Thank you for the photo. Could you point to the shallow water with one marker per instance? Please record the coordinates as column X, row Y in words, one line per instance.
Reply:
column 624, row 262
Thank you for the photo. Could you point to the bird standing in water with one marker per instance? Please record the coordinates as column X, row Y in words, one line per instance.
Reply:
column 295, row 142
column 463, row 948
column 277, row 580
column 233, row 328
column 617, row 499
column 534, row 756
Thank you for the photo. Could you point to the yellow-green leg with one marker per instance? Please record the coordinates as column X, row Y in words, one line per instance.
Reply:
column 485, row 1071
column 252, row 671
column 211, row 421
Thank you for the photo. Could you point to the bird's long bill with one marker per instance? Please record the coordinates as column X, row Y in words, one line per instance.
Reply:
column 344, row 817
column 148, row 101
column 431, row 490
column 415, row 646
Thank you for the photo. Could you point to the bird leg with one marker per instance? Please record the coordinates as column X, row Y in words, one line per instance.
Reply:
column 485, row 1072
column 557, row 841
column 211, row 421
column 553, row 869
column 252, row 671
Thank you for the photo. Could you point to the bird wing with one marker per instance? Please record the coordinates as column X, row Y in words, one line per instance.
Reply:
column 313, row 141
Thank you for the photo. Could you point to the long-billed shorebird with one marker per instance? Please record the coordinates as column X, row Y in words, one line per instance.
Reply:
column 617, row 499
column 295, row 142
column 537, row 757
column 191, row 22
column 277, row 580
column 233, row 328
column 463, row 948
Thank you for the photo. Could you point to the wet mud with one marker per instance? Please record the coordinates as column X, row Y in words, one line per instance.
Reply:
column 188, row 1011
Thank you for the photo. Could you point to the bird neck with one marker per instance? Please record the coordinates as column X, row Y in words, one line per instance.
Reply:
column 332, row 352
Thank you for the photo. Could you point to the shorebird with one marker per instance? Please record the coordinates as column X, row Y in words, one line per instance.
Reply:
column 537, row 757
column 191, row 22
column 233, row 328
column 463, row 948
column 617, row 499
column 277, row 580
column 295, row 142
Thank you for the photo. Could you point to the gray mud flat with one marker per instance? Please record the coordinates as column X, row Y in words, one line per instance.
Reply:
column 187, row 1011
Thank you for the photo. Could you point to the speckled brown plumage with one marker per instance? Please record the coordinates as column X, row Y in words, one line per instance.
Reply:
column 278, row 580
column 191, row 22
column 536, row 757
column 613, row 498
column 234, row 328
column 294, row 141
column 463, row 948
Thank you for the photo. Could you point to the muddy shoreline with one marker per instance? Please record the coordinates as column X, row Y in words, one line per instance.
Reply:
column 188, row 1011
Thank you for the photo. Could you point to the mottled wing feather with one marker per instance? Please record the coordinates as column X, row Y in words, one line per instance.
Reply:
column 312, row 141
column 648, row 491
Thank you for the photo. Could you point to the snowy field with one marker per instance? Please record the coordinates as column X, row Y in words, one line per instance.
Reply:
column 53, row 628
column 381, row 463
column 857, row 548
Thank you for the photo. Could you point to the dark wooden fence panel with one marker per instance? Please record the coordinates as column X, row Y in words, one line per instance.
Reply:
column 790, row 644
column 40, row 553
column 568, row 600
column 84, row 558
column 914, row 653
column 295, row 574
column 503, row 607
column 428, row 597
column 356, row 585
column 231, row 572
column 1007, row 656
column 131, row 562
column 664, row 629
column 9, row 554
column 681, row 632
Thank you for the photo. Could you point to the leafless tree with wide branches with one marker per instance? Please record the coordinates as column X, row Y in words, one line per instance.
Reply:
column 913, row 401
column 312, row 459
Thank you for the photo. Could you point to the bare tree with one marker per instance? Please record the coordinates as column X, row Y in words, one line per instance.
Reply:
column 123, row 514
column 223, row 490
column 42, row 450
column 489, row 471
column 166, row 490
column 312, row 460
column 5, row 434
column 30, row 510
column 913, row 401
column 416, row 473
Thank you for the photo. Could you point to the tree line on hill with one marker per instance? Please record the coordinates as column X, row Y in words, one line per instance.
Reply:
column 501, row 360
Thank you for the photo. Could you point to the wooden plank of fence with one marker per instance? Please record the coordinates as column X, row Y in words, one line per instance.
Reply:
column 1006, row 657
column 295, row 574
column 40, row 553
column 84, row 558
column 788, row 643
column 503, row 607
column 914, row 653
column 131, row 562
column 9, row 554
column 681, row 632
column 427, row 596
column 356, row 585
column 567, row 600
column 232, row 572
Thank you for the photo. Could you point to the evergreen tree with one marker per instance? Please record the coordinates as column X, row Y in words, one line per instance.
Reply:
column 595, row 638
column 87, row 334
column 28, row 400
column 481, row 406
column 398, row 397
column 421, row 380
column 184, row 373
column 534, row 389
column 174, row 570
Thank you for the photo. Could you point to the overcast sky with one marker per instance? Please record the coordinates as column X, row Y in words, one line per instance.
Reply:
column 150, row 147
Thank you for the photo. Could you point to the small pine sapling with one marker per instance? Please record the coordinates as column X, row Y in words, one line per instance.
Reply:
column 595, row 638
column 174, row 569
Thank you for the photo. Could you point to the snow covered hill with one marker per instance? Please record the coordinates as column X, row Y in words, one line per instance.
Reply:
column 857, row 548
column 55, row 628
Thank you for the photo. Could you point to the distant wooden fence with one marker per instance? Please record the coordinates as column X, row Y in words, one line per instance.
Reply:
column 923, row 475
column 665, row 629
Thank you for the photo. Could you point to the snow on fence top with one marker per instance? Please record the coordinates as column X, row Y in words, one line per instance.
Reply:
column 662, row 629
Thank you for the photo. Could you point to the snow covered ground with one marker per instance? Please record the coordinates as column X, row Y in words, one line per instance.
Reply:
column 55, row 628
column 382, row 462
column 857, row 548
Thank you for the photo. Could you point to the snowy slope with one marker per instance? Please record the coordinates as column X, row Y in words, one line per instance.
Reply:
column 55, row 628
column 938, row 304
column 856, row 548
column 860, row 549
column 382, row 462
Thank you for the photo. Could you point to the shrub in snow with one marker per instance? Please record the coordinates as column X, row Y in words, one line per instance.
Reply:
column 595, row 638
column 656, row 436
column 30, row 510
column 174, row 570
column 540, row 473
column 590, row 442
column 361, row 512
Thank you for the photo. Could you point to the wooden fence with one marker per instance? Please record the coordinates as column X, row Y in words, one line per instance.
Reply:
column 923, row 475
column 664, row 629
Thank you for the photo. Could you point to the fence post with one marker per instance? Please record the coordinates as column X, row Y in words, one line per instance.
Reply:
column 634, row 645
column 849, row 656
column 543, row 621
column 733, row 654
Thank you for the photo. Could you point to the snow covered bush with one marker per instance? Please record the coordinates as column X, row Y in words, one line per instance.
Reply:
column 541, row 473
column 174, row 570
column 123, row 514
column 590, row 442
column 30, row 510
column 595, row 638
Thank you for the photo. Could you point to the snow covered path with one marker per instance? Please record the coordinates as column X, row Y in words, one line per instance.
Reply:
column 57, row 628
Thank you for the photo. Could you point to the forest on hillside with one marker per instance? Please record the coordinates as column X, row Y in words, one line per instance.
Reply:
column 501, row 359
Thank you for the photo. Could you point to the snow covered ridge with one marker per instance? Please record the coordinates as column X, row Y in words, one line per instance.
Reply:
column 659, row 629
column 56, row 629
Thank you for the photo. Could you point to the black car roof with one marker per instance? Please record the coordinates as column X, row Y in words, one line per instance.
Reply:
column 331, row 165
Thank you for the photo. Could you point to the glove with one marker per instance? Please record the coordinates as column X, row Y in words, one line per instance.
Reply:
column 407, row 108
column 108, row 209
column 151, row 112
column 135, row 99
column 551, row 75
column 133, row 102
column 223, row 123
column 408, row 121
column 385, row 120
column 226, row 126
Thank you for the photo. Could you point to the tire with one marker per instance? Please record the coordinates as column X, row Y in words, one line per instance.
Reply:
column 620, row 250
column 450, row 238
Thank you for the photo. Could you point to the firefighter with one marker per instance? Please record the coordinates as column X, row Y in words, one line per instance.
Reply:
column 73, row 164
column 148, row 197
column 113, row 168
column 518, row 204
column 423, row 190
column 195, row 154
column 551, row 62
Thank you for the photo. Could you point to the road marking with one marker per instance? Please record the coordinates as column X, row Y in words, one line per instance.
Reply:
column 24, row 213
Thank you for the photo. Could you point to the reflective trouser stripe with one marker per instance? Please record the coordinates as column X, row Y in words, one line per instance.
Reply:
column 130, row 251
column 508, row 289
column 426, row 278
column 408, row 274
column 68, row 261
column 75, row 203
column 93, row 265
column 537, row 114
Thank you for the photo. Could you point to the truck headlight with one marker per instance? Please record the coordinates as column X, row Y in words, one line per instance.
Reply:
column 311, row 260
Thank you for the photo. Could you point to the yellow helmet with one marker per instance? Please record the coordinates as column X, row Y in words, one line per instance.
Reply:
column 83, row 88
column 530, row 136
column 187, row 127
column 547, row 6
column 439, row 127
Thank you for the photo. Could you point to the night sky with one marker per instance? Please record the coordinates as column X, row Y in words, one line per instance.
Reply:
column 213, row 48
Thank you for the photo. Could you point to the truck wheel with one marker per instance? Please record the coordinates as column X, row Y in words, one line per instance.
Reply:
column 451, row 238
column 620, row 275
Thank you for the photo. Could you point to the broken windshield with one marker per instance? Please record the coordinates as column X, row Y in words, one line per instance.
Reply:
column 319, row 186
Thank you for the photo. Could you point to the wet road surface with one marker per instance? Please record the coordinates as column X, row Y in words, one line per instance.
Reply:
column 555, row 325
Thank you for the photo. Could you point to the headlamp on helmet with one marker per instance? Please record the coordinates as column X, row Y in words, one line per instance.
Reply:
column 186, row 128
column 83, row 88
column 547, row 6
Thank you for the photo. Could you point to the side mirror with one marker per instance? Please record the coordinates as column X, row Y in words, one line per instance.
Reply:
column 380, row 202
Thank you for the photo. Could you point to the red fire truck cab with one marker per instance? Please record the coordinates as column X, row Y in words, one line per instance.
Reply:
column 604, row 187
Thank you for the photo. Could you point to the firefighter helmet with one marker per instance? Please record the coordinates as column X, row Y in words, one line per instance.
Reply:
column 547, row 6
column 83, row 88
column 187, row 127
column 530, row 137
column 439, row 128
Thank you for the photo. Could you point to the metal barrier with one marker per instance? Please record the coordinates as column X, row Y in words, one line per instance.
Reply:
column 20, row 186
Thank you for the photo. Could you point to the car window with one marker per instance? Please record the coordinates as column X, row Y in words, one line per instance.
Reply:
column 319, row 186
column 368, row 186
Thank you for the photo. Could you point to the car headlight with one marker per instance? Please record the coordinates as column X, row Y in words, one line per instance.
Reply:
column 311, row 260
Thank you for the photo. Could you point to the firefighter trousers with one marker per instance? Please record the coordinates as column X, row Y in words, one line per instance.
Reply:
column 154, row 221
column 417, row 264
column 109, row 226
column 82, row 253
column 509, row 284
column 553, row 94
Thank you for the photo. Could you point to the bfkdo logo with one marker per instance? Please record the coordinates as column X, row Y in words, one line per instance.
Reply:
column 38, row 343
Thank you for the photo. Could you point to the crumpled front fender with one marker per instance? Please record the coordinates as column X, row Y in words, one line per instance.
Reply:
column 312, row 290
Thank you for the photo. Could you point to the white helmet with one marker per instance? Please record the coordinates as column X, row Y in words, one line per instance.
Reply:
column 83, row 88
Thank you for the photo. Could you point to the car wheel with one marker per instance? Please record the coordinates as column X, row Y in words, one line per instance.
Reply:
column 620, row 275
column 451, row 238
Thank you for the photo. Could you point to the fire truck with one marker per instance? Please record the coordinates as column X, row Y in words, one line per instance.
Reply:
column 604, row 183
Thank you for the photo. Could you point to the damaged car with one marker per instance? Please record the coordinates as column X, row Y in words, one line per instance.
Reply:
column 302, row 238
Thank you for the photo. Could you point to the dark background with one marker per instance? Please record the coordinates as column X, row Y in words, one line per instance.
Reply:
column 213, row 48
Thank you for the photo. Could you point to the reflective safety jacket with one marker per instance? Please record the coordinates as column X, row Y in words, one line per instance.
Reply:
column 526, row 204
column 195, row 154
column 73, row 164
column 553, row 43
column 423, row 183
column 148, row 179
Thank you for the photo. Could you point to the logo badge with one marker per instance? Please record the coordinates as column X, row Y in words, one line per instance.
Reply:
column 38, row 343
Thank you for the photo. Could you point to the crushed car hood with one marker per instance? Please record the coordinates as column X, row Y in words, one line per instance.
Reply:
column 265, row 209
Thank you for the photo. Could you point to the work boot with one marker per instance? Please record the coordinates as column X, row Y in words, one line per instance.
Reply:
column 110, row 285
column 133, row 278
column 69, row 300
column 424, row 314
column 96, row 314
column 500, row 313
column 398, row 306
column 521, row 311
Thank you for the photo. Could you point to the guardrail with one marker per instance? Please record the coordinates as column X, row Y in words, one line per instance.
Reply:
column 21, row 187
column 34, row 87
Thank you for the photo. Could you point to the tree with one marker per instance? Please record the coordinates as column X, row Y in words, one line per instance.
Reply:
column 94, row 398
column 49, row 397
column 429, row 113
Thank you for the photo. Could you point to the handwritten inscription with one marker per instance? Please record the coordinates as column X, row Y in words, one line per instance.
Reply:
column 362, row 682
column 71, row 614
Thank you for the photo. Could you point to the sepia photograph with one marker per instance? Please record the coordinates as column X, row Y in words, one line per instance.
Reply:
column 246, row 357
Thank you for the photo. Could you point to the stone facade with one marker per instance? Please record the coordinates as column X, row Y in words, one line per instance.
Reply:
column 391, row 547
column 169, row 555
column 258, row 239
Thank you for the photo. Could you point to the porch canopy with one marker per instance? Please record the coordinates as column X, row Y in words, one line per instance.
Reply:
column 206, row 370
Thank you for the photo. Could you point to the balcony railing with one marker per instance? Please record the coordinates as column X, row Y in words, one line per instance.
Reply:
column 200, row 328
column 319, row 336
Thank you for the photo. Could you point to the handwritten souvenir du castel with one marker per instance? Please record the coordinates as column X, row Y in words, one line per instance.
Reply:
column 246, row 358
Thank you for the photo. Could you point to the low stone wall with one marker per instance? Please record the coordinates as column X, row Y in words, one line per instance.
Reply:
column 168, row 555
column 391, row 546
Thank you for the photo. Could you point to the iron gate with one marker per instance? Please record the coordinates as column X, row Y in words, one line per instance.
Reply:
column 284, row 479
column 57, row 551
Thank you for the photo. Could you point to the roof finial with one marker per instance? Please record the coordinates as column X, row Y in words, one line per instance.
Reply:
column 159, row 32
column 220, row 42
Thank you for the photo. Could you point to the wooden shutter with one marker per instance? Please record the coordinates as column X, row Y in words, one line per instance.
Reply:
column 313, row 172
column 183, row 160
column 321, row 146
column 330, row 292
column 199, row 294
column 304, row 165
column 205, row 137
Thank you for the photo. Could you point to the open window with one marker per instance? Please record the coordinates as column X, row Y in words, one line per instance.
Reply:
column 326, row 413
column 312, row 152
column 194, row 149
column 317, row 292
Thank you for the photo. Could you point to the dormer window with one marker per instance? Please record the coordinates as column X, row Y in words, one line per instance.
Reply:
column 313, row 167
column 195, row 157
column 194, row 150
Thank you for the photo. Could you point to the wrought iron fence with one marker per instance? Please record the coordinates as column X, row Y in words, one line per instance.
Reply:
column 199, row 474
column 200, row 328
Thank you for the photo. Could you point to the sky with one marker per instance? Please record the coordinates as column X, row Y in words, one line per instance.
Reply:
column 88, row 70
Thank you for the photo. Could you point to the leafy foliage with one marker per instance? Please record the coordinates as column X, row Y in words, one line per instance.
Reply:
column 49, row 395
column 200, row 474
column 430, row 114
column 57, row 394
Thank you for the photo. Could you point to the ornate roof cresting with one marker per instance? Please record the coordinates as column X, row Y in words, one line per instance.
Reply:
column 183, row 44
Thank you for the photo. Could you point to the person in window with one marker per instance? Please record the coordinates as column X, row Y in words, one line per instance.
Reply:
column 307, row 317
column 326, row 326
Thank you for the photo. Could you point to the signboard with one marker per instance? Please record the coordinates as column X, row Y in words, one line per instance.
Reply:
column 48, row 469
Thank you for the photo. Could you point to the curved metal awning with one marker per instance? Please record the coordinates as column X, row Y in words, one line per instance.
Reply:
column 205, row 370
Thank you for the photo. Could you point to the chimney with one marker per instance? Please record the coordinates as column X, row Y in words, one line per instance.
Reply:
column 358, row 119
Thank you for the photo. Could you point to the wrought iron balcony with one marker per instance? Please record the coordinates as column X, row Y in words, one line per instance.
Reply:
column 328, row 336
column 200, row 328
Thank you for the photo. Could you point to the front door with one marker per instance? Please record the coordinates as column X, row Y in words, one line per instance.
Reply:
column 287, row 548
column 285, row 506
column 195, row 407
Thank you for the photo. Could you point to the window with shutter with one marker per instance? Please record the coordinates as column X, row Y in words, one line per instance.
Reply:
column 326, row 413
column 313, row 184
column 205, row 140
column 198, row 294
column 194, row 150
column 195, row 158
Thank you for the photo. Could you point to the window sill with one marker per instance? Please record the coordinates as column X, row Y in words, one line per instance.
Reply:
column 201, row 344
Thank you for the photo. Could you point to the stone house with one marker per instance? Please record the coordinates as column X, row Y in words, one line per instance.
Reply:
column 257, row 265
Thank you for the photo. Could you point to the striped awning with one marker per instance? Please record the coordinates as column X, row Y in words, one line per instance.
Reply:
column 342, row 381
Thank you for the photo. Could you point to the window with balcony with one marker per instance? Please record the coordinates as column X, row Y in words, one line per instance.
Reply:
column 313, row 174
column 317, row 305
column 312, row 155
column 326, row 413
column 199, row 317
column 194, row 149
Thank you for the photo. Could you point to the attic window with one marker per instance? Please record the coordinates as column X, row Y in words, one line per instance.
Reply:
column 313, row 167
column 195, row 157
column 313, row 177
^^^^^^^^
◆ Your task:
Rewrite the entries, starting at the first entry and ending at the line that contains "column 313, row 141", with "marker" replaced by "pin" throughout and everything else left unchanged.

◆ Reply to the task:
Thank you for the photo. Could you point to the shallow water with one pin per instance? Please record the coordinates as column X, row Y in words, one line per instance.
Reply:
column 624, row 262
Thank you for the photo. Could you point to the bird standing in water with one pin per instance? Please record the coordinates as column X, row Y in words, one line per instance.
Reply:
column 295, row 142
column 463, row 948
column 277, row 580
column 233, row 328
column 617, row 499
column 534, row 756
Thank you for the photo. Could you point to the yellow-green leg with one pin per instance? Please record the coordinates as column X, row Y in words, one line per instance.
Reply:
column 485, row 1071
column 252, row 671
column 211, row 421
Thank you for the photo. Could you point to the bird's long bill with one pin per instance? Please record the coordinates as column X, row Y in words, one line per instance.
Reply:
column 344, row 817
column 148, row 101
column 431, row 490
column 415, row 646
Thank you for the photo. Could you point to the bird leg with one pin per instance? Please record the coordinates as column X, row Y in words, one line per instance.
Reply:
column 485, row 1072
column 557, row 841
column 211, row 421
column 553, row 869
column 252, row 671
Thank you for the photo. Could you point to the bird wing with one pin per instance? Please record the coordinates as column X, row Y in words, one line per instance.
Reply:
column 313, row 141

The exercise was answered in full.